» Goal of the exercise: Pull out each line in the entries below that contains the word "yellow", and copy those lines.

» Records shown:
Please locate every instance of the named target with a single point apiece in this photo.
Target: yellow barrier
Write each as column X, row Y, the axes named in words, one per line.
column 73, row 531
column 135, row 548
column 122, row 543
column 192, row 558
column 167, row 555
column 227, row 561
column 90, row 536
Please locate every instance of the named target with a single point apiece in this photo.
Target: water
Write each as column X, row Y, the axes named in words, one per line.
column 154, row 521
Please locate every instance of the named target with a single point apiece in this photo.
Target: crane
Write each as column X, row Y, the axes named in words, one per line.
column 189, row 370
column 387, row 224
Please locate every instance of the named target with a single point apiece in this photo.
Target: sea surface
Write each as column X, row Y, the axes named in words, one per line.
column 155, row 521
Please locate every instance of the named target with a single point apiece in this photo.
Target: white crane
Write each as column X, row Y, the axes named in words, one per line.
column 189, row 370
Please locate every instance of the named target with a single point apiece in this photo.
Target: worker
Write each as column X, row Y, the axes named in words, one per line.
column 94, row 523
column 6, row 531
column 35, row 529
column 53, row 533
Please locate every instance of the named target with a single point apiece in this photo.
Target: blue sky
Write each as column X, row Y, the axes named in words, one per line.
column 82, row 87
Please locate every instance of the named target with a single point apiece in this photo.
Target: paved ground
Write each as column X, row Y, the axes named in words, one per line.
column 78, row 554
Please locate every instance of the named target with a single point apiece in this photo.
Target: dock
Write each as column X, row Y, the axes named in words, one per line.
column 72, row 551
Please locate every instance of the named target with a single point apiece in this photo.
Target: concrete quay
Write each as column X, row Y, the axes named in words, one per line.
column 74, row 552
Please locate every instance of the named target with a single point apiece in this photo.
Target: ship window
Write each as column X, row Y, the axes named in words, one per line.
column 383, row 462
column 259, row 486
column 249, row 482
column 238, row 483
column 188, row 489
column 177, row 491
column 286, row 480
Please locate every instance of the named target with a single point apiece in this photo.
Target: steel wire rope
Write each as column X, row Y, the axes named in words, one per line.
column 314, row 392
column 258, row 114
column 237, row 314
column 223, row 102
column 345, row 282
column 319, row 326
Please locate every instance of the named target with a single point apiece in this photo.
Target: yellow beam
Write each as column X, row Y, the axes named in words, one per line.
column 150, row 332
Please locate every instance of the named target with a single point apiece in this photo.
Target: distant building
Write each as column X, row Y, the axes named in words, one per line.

» Expected output:
Target: yellow barrier
Target: yellow beam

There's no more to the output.